━━━━━ Texte fourni

Quand en 1958, en plein "événements" d'Algérie (l'État français refusant de nommer "guerre" les combats menés par le peuple algérien pour son indépendance) paraît "La Question" d'Henri Alleg aux Éditions de Minuit (de Jérôme Lindon), le livre est saisi pour "atteinte au moral de l'armée". Aussitôt réédité en Suisse par Jean-Jacques Pauvert, le fascicule à la couverture couleur bistre barrée de son titre circule sous le manteau. C'est l'Histoire (avec un grand H) de ce directeur de journal – "Alger Républicain" – emprisonné et torturé par les parachutistes de la 10e D.P., que la Cie Forget Me Not de Laurent Meininger remet en jeu à Avignon 2023 avec Stanislas Nordey, époustouflant de vérité.



© Lila Gaffiero.
© Lila Gaffiero.
Dire d'abord le choc ressenti en découvrant l'interprétation du militant communiste libertaire par Stanislas Nordey, acteur d'exception. Avec une économie totale d'effets superfétatoires, simplement par un jeu guidé par la seule intelligence de ce qui se (re)joue là d'ordinairement cruel, il donne à voir et à entendre la prose signée Henri Alleg avec une force expressive "extra-ordinaire". De son arrestation, le 12 juin 1957, à son enfermement à El-Biar, dans la banlieue d'Alger, où il va connaître les supplices de l'électricité et de la baignoire, Henri Alleg en "héros ordinaire" a résisté, refusant de livrer les noms et adresses que ses tortionnaires exigeaient de lui.

"Dans cette immense prison surpeuplée, dont chaque cellule abrite une souffrance, parler de soi est comme une indécence"… Surgie de l'obscurité de la salle, la voix de l'acteur, frappant les syllabes comme on le ferait d'un alexandrin, vient nous saisir dans notre confort assoupi. Rejoignant le plateau nu, si ce n'est un rideau de fils mouvants sur lequel le corps mis à mal se détache, cette voix annihilera les frontières du temps pour, près de soixante-dix années plus tard, nous transporter dans ce lieu sinistre où, sous couvert de raison d'État, les pires tortures et liquidations sommaires ont été perpétrées en toute impunité.

━━━━━━━━━━
━━━━━ Données enregistrées

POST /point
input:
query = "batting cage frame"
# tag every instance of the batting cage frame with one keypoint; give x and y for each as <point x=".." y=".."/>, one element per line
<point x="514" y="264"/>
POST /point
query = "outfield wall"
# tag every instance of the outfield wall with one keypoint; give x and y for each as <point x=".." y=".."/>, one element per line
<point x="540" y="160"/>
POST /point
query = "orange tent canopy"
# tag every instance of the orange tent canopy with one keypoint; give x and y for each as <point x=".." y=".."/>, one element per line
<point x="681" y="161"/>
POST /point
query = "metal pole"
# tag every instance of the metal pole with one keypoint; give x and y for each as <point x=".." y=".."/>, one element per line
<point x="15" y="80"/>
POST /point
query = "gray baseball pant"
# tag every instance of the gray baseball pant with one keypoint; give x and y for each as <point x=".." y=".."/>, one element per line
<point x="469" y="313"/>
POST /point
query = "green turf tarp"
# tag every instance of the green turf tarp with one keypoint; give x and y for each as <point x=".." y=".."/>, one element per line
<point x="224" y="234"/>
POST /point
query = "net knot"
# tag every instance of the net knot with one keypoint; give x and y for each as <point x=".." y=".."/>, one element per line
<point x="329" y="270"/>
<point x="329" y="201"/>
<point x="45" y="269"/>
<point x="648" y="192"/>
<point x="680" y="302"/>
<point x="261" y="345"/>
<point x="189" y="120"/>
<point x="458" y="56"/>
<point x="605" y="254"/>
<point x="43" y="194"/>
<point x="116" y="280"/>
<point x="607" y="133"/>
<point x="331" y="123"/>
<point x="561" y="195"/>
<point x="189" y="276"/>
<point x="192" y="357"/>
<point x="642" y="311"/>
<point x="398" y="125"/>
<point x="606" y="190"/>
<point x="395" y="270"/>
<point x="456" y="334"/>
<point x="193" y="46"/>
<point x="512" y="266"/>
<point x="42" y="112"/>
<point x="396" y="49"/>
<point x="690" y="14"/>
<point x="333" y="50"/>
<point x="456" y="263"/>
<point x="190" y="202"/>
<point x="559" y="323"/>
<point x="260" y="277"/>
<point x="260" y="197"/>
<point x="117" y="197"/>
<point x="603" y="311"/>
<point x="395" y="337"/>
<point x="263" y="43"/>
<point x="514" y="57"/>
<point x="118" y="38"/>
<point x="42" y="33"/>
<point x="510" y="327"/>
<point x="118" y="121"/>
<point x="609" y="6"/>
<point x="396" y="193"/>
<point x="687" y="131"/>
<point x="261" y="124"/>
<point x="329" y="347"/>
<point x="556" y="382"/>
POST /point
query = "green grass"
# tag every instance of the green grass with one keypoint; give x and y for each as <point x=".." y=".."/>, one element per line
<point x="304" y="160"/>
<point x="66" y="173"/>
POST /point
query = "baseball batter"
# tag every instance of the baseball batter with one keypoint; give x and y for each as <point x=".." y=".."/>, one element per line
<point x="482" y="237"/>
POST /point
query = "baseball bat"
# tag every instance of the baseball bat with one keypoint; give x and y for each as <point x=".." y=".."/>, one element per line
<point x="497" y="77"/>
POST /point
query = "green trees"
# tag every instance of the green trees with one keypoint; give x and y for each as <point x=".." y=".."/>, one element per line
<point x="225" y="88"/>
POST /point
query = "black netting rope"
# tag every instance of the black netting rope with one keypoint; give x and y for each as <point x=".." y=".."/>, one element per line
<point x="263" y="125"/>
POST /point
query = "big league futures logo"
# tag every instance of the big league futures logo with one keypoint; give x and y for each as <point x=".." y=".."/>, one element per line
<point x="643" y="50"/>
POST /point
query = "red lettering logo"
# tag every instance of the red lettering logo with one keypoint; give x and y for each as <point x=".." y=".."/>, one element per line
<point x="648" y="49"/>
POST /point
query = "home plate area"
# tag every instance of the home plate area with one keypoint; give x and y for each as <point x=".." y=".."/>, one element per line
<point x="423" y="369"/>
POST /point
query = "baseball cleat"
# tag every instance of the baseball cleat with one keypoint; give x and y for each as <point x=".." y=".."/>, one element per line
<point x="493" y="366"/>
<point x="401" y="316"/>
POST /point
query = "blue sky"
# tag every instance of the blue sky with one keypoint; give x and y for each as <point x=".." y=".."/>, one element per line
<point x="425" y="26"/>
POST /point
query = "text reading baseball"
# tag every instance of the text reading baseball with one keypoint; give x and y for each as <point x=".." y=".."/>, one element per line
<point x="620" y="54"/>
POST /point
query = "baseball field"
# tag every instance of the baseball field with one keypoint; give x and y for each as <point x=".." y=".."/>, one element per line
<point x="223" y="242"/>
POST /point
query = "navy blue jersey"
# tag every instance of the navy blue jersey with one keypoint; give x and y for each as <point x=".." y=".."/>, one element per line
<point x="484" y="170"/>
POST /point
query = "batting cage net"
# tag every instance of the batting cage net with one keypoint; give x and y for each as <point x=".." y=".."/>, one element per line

━━━━━━━━━━

À faire |
Prolongez la critique théâtrale consacrée à « La Question » en reprenant après sa dernière phrase.

Réponse au problème |
Des feuillets remis clandestinement à son avocat pour faire connaître au monde une vérité soigneusement occultée, l'acteur, prêtant vie à Henri Alleg, évoque le quartier des condamnés à mort qui, chaque soir, étendus sur leur paillasse, attendent avec angoisse l'aube, l'heure des exécutions. Et pourtant, c'est de cet endroit, énonce-t-il, que montent les chants interdits, ceux qui jaillissent des entrailles des peuples luttant pour leur liberté. Suivent les fragments de nuits entières trouées par les cris des suppliciés, par les paroles entêtantes d'une ancienne prière murmurée en arabe à laquelle se raccrochent les hommes hébétés.

© Jean-Louis Fernandez.
© Jean-Louis Fernandez.
La voix contrôlant son émotion dira la "disparition" de son ami Maurice Audin, membre du Parti communiste algérien et militant de l'indépendance, torturé par la même équipe que lui. Elle dira aussi cette voix portée par un corps détachant ses gestes comme on orchestre une symphonie, les cris étouffés montant de l'aile réservée aux femmes, frappées, insultées par des tortionnaires sadiques. Djamila Bouhired est de celles-ci, cette militante FLN, qui fut capturée par les parachutistes français, torturée puis jugée et condamnée à mort, connue aussi pour avoir été défendue par l'avocat Jacques Vergès.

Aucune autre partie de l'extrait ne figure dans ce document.